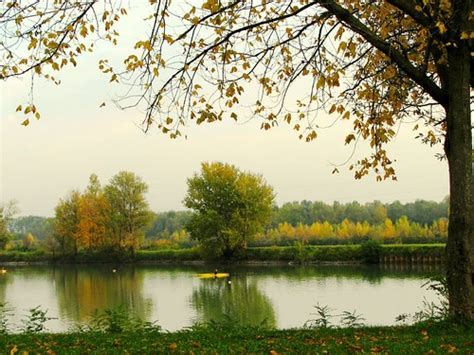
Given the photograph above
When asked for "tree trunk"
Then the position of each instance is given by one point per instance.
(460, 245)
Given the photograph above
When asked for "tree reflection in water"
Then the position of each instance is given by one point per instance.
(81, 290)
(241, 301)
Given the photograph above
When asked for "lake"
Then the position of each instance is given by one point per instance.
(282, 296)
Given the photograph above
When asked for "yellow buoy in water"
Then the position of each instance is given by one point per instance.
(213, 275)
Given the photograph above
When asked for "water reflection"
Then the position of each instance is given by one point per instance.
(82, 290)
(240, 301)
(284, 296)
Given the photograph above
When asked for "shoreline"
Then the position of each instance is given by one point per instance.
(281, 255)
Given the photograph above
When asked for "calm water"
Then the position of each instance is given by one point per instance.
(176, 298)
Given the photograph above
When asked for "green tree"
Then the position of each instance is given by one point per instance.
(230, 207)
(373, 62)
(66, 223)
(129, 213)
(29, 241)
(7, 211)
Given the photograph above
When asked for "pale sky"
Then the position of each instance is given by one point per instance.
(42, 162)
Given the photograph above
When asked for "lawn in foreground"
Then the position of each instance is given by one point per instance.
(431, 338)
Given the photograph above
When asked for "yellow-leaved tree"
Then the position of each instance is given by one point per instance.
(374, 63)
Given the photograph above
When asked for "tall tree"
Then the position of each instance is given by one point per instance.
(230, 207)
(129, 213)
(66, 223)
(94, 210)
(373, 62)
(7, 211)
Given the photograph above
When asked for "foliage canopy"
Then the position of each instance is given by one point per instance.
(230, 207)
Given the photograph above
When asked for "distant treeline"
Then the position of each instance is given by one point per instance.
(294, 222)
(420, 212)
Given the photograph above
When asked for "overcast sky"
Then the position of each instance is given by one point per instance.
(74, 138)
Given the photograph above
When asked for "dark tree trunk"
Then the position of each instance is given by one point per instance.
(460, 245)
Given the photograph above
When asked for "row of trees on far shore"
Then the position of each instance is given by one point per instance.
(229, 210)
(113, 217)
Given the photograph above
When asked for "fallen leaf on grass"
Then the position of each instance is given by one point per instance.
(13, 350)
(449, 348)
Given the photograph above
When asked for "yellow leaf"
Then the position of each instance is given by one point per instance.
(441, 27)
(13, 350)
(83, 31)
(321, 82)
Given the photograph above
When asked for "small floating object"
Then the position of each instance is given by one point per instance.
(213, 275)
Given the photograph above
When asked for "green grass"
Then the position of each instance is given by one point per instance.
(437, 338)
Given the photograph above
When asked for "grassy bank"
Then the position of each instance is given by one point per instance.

○ ○ ○ ○ ○ ○ ○

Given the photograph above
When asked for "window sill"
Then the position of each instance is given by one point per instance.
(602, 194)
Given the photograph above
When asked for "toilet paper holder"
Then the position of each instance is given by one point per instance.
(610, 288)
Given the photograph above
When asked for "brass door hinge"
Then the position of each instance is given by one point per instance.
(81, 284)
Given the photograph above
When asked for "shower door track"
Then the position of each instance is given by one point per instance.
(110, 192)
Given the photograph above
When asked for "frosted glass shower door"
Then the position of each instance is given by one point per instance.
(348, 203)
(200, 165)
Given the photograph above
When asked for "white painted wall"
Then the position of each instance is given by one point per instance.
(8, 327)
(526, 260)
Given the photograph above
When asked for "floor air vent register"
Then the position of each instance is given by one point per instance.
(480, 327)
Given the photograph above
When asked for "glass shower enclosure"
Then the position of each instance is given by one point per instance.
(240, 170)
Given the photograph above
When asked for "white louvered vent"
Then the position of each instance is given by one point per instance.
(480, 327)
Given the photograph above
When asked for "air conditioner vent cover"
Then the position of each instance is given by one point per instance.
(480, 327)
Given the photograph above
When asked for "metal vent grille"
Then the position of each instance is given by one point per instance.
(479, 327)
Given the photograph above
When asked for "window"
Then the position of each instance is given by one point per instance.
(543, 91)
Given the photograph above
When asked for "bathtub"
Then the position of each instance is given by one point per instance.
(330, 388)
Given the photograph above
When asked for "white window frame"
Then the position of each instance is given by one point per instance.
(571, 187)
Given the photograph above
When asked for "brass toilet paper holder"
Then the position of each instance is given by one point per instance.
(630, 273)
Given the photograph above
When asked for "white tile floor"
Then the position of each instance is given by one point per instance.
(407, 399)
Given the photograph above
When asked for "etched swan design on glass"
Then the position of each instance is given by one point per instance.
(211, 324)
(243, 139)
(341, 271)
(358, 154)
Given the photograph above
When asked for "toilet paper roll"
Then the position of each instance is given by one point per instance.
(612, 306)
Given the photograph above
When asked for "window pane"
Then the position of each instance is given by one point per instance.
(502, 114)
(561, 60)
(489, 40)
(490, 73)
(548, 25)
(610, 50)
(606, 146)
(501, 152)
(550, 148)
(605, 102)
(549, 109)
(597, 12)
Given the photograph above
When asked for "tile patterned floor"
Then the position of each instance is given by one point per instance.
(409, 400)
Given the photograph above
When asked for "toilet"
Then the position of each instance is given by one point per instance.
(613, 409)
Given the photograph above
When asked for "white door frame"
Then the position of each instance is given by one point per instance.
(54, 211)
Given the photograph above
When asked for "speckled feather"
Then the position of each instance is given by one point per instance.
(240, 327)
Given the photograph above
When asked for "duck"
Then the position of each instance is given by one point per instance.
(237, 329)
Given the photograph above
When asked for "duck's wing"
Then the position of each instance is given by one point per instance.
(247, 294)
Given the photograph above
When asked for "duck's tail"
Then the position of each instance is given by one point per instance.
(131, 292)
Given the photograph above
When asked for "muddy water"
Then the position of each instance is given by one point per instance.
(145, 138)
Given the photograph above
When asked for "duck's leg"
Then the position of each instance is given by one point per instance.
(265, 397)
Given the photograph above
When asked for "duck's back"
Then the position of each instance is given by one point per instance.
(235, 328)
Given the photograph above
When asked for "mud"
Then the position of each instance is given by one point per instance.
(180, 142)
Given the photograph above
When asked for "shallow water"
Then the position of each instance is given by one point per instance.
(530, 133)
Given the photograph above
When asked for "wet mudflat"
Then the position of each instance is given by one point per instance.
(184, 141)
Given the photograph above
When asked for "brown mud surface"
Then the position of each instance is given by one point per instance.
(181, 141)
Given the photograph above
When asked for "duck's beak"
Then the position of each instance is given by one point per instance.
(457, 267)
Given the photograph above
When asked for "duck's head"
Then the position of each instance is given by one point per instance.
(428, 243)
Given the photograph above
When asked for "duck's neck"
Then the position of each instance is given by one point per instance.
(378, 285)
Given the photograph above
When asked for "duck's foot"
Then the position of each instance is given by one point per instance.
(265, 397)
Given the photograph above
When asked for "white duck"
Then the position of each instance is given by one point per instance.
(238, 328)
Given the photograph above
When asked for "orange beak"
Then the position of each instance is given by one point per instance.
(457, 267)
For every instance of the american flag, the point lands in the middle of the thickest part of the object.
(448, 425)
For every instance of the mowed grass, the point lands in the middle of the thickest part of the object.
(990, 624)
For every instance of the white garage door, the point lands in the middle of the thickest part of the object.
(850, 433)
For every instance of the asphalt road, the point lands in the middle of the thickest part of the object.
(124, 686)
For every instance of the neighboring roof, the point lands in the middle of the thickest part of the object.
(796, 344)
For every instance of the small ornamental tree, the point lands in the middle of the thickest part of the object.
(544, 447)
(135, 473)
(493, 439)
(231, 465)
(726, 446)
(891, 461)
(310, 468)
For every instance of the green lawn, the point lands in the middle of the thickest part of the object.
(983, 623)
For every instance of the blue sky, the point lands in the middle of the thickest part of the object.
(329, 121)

○ ○ ○ ○ ○ ○ ○

- [Problem description]: The expected reply is a number only, the tally of lines in the data where the word "beak" is found.

- [Worked solution]: 2